**EXERCISE AIM:**
In the entries below, find the line containing "ear in this photo, one point per instance.". Copy it and all lines after it, exactly, through the end.

::: DATASET RECORDS

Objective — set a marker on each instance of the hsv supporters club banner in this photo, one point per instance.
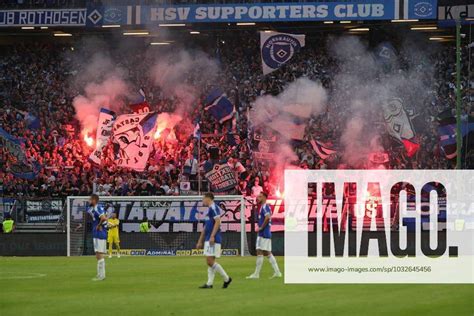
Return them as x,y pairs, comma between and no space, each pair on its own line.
221,178
104,128
132,135
278,48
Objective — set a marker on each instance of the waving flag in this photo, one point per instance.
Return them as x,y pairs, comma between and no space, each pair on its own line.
219,106
277,49
132,135
140,104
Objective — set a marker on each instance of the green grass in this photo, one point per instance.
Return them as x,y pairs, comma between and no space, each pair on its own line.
168,286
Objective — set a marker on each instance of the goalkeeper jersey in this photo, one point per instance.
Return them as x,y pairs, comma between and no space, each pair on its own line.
113,226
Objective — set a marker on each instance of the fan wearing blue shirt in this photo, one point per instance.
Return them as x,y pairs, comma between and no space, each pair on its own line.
211,239
99,234
264,238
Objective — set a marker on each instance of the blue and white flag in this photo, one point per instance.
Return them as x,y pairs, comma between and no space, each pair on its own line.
32,121
278,48
133,136
220,108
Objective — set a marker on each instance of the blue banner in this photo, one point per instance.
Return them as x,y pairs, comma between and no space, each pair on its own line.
223,13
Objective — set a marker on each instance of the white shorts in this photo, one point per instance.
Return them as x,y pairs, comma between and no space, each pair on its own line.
212,251
100,245
264,244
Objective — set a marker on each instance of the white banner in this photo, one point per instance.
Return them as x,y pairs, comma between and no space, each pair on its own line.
278,48
104,128
133,133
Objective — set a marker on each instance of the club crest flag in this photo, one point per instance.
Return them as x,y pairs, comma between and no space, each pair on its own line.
278,48
132,135
104,129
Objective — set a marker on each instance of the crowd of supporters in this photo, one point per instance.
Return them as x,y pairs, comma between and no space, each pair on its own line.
37,80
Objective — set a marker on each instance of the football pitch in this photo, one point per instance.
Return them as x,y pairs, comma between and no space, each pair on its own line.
169,286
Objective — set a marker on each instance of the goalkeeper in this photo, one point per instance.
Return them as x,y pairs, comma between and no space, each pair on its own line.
113,235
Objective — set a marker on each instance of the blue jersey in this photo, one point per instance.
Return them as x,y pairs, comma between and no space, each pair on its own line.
96,212
213,213
264,212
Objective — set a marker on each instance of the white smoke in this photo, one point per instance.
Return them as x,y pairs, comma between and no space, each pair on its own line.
182,75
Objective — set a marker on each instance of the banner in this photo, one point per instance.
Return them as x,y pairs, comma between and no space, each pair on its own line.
278,48
219,106
321,149
221,178
104,129
133,137
22,169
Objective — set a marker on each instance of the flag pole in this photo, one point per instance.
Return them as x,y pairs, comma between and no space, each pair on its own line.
458,95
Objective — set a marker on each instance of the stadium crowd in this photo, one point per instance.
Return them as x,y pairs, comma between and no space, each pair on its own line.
36,82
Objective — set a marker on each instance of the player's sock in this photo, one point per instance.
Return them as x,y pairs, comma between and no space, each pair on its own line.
258,265
217,267
102,268
210,276
274,264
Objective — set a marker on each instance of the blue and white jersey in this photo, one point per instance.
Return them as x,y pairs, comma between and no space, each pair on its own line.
96,212
267,231
213,213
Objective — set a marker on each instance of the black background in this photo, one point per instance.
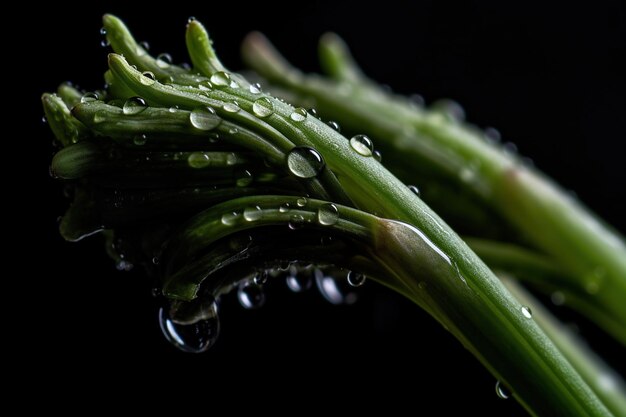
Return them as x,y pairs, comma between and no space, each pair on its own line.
550,78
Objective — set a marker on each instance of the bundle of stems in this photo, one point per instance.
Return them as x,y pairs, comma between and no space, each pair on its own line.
214,184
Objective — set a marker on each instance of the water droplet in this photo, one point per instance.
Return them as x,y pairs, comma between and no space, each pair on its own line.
193,338
355,279
147,78
243,178
231,107
261,278
89,97
199,160
362,145
502,391
335,291
134,105
250,296
252,213
298,280
298,115
334,125
557,298
204,118
229,219
220,79
255,88
296,221
305,162
327,214
140,140
263,107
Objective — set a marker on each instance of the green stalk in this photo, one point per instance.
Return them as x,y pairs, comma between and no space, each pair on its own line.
421,256
421,143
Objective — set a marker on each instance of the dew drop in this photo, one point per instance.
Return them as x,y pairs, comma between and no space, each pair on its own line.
231,107
299,115
502,391
140,139
263,107
220,79
147,78
327,214
255,88
362,145
204,118
89,97
229,219
243,178
199,160
305,162
298,281
252,213
334,125
193,338
335,291
355,279
134,105
250,296
164,61
296,221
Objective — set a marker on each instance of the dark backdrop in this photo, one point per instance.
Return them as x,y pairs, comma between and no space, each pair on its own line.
550,78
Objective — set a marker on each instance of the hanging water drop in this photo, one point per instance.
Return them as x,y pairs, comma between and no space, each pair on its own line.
414,190
362,145
134,105
199,160
220,79
204,118
305,162
89,97
255,88
327,214
502,391
193,338
147,78
334,125
250,295
252,213
263,107
298,115
355,279
232,107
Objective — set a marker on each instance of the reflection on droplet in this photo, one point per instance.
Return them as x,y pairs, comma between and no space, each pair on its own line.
193,338
250,296
134,105
355,279
362,145
305,162
263,107
502,391
327,214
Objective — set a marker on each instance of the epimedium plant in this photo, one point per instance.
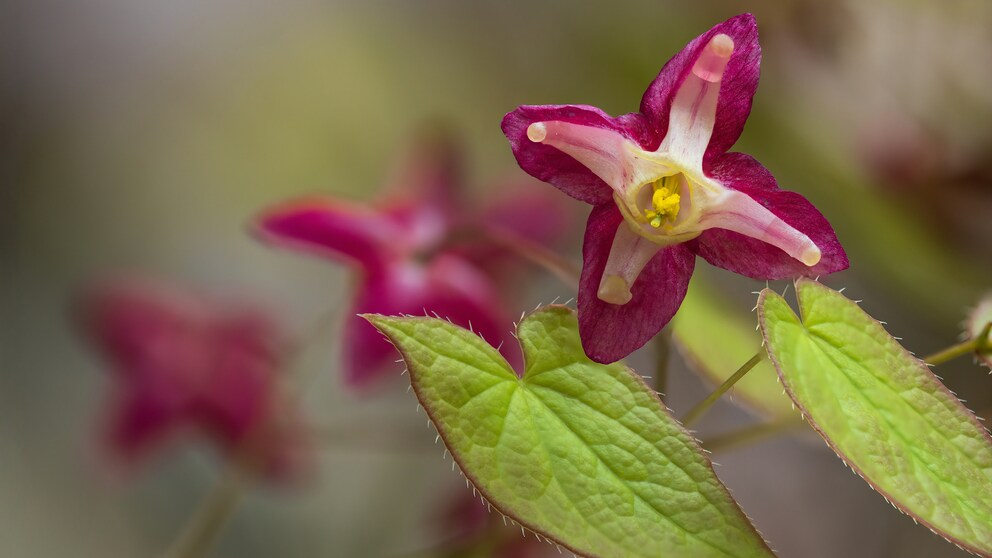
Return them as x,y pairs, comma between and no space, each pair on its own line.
579,450
548,427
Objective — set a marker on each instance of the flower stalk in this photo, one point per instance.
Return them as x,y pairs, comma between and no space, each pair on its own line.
696,412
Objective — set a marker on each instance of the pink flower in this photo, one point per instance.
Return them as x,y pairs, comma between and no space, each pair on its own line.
665,190
416,250
187,366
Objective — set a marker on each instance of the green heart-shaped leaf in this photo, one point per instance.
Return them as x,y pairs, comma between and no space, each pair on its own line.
581,453
715,339
884,413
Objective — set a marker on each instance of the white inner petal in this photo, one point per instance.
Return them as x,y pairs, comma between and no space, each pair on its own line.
693,114
628,256
609,155
739,212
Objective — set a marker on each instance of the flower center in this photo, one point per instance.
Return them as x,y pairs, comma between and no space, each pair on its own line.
664,201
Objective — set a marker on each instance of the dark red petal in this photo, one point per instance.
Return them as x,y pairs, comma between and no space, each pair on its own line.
610,332
551,165
754,258
740,81
335,229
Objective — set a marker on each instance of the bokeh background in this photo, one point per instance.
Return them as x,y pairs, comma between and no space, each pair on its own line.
143,136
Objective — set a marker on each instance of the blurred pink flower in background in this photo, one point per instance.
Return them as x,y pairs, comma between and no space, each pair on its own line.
420,249
187,366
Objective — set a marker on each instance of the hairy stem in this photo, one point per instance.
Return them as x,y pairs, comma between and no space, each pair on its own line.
750,434
696,412
662,352
979,344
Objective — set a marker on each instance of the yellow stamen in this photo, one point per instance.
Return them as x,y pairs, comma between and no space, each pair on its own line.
664,201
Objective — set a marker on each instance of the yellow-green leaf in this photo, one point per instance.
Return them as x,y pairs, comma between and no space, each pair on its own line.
884,413
582,453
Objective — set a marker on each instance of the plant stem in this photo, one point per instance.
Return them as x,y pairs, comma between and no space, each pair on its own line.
203,526
979,343
704,405
749,434
662,352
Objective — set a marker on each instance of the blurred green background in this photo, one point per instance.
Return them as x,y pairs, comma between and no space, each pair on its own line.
143,136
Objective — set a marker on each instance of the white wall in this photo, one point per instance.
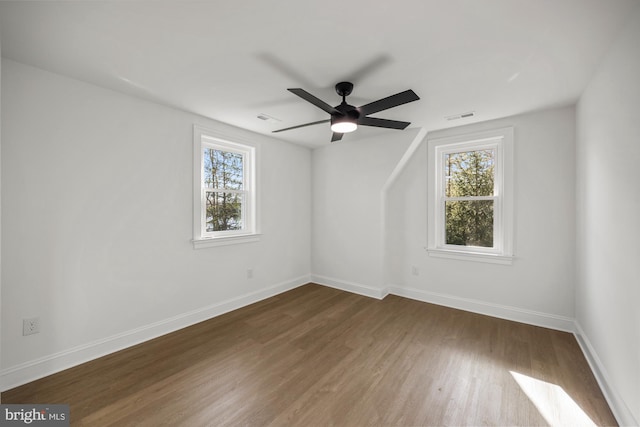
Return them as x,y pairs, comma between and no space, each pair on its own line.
608,218
539,286
97,222
347,237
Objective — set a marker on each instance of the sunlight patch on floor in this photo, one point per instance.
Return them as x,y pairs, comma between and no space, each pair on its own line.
553,403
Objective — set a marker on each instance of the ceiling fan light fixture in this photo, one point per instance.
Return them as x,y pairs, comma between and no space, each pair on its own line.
343,124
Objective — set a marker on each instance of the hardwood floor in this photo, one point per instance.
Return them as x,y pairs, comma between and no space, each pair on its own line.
319,356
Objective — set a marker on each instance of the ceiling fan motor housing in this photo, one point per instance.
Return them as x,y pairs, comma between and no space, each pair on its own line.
344,88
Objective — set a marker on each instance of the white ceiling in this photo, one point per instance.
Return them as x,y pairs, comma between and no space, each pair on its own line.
234,60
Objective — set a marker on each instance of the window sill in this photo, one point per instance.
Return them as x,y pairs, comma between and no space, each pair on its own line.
223,241
471,256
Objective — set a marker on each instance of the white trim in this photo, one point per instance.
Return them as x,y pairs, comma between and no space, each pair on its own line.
500,140
536,318
250,210
355,288
620,410
471,256
224,241
35,369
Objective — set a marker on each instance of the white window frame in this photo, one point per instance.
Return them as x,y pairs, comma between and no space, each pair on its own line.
501,141
205,138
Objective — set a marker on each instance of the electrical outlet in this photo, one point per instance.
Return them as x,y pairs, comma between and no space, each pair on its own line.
30,326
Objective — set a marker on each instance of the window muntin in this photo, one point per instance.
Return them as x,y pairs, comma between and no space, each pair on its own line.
224,189
470,196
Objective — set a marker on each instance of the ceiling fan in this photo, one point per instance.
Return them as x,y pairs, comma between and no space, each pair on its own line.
346,118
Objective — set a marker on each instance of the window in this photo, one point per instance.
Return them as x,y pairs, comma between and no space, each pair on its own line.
471,196
224,191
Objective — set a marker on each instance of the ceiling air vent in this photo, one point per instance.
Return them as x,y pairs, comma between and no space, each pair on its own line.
461,116
267,118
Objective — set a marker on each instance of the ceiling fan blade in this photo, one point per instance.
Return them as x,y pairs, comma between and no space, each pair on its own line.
315,101
389,102
301,126
383,123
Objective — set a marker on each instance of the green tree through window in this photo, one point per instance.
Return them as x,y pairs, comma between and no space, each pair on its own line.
224,189
469,198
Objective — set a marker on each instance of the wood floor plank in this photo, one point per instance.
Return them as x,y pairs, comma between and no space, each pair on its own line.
320,356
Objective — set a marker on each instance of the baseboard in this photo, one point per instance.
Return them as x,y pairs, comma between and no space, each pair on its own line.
42,367
619,408
530,317
356,288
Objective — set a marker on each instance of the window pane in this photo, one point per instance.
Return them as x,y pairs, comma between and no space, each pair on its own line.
223,169
224,211
469,223
469,174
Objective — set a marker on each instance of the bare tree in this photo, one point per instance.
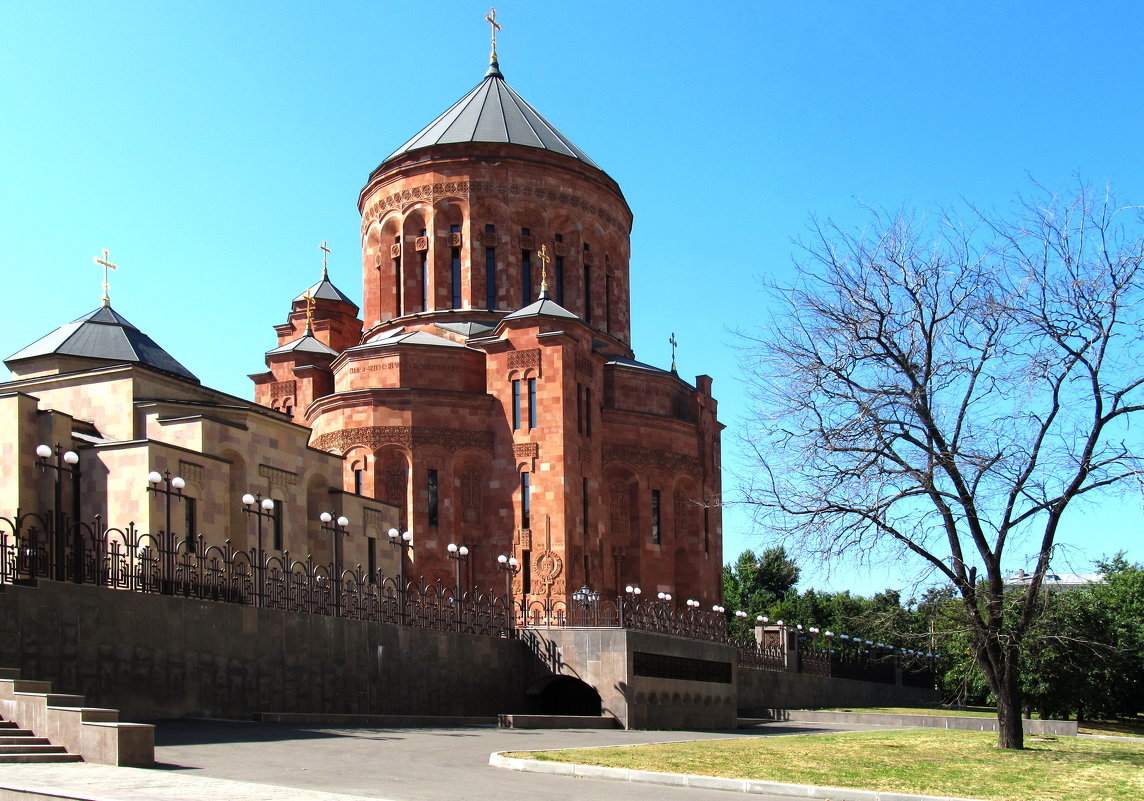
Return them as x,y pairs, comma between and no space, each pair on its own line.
952,394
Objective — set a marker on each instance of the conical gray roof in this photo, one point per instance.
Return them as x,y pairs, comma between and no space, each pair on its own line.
325,290
493,112
306,343
103,334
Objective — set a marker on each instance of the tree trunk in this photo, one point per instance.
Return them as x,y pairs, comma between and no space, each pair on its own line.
1010,728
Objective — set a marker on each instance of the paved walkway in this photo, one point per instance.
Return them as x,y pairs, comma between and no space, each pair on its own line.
201,760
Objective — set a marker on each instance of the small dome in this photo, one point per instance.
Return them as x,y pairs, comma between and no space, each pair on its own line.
493,112
325,290
106,335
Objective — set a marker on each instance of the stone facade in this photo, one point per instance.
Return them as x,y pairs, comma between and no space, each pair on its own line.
126,420
495,420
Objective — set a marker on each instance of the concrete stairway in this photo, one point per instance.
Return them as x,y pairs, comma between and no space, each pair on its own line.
89,734
21,745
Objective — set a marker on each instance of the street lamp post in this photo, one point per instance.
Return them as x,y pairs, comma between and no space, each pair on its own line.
336,529
66,461
260,507
633,593
511,566
403,540
172,488
459,554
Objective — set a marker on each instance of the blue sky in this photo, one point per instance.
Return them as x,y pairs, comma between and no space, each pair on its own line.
212,145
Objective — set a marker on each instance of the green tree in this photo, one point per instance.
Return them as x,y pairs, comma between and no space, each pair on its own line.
944,391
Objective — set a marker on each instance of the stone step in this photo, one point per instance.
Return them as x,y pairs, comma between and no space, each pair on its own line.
32,750
16,759
26,739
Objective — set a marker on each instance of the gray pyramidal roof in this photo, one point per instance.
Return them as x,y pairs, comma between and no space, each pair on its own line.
325,290
493,112
103,334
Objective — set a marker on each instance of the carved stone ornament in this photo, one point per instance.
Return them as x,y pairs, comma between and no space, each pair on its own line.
650,457
191,473
406,436
443,190
279,389
525,450
524,359
373,517
547,568
279,478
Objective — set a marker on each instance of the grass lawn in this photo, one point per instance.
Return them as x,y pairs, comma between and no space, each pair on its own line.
929,762
1126,728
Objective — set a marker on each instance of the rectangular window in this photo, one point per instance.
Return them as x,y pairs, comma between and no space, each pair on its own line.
608,302
398,310
654,516
516,404
587,285
532,403
525,277
433,497
491,278
276,538
584,502
579,409
455,269
587,293
424,277
587,411
559,274
190,522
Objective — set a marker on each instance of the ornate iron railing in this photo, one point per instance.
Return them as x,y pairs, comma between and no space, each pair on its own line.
32,548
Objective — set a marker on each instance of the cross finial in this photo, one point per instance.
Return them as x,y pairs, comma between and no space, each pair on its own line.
106,264
325,252
495,26
542,255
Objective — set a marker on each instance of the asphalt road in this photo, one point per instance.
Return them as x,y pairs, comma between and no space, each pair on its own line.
419,764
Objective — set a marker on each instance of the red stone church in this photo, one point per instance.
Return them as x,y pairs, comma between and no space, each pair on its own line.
489,387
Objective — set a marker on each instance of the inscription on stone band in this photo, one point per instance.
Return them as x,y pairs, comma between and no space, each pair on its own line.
683,668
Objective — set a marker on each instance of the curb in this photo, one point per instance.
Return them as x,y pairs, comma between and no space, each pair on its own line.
802,791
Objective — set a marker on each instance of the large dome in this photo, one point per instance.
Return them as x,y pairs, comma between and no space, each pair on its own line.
492,111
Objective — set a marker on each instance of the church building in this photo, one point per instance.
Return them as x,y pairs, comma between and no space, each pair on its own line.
487,387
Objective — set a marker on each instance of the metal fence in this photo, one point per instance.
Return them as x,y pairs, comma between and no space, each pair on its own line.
34,547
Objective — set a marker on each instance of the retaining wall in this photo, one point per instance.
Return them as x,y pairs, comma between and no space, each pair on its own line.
155,657
765,690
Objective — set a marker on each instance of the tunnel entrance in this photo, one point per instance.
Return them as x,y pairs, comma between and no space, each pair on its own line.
562,696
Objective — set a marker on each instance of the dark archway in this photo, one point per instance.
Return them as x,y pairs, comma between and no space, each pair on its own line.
562,696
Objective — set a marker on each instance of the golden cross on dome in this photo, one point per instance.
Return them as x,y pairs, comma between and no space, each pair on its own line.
325,252
542,255
106,266
495,26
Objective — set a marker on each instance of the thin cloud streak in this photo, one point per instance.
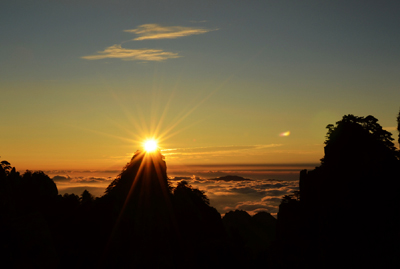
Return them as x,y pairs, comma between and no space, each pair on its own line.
116,51
214,150
156,31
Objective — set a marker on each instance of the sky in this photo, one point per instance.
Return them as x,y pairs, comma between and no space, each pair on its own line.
84,83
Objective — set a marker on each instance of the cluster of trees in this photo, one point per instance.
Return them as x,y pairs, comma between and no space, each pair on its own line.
346,214
140,221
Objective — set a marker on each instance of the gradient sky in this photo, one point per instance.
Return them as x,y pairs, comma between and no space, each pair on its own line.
83,83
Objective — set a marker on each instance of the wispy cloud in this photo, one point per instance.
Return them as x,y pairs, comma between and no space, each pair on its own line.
156,31
215,150
116,51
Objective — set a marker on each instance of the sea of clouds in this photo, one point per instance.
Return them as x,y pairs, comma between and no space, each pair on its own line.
252,188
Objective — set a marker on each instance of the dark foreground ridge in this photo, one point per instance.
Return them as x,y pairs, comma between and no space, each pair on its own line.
345,215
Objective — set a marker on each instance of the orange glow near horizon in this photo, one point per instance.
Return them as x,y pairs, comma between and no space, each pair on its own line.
285,133
150,145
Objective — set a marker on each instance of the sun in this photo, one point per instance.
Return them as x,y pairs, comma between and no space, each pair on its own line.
150,145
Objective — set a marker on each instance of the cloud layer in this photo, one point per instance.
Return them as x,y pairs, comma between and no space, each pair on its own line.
156,31
116,51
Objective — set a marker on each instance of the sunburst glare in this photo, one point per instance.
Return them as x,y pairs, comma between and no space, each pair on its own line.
150,145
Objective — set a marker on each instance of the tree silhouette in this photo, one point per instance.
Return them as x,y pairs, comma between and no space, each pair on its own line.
398,126
334,222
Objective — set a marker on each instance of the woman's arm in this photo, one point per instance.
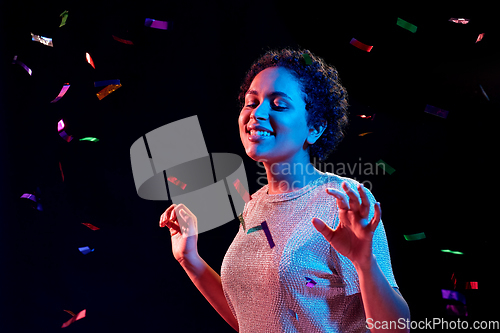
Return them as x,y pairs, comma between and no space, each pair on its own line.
209,284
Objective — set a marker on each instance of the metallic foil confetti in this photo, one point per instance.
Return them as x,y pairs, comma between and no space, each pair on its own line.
452,252
79,316
241,190
62,92
106,83
451,294
85,250
242,221
406,25
108,90
418,236
91,226
89,139
436,111
310,282
459,20
386,167
15,61
259,227
64,16
124,41
43,40
156,24
360,45
307,58
268,234
89,59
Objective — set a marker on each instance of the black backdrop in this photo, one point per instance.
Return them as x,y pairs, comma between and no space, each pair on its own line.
443,183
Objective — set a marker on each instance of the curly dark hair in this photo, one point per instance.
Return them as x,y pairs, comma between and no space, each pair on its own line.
326,98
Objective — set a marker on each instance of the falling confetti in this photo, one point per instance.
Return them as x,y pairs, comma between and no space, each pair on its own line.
386,167
15,61
89,59
79,316
62,92
43,40
64,16
108,90
156,24
436,111
360,45
418,236
406,25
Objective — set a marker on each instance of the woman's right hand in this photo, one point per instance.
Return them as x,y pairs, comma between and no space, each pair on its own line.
183,227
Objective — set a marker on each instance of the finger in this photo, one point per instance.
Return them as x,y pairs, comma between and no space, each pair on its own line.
353,196
325,230
365,202
342,198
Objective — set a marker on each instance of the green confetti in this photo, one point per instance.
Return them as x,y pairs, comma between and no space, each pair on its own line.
386,167
259,227
89,139
418,236
449,251
406,25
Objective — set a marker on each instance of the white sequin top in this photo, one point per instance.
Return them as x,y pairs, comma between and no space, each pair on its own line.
266,288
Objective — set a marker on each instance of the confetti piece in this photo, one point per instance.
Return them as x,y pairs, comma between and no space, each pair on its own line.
436,111
242,221
43,40
268,234
29,196
453,252
124,41
259,227
307,58
89,59
418,236
64,16
451,294
386,167
89,139
15,61
62,92
241,190
91,226
108,90
471,285
459,20
406,25
360,45
156,24
106,83
310,282
484,92
79,316
85,249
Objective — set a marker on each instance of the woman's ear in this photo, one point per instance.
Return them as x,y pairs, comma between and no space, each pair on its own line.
316,131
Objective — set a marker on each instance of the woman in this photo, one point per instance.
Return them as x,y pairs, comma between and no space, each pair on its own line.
320,262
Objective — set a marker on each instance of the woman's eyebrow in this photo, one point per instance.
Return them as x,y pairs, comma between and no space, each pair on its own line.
274,93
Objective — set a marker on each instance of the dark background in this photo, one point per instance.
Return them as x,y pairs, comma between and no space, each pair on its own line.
444,184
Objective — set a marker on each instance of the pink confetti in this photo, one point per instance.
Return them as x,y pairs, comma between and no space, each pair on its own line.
79,316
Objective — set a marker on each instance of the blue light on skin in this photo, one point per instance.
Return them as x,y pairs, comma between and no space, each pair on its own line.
275,101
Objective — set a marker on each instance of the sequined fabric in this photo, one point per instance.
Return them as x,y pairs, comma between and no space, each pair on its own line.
266,288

::::::

**COMPLETED EXERCISE:**
Objective — set a marker on each instance of the woman's ear in this photo, one point per instance.
Return them as x,y pairs, comma between and no space, each pair on its own line.
316,131
Objective — set a marker on each instance of the woman in this photo, one point per instance.
Return them as x,y pairs, comma between and no space, each pair on its own line.
320,262
Objective — set a marker on each instance of the woman's eyebrow in this photo, one point per instance.
Return them as x,y pairs, comma between and no space, each pair on its own line.
274,93
Objective — set a marker on each instance of the dark background in this photo, one point per instance.
Return them as x,y pairs, comma between and no space, each pair on its own line.
444,184
Objective — set a marker on each instance of the pink confetti in this photo, one point per instance.
Return them as x,y pairs, comma between and no space, each pair on its own line.
79,316
Objective — set a marker on each instance of the blue light on skin in this photo, one point per instance.
Return them as x,y pairs, comma between and no space, each pair on its own line.
275,101
Objective — set a marker on each instance of the sequined fabric in this photo, one point per instance.
Return them as x,y pairs, comma between and no space, each pair on its own line.
266,288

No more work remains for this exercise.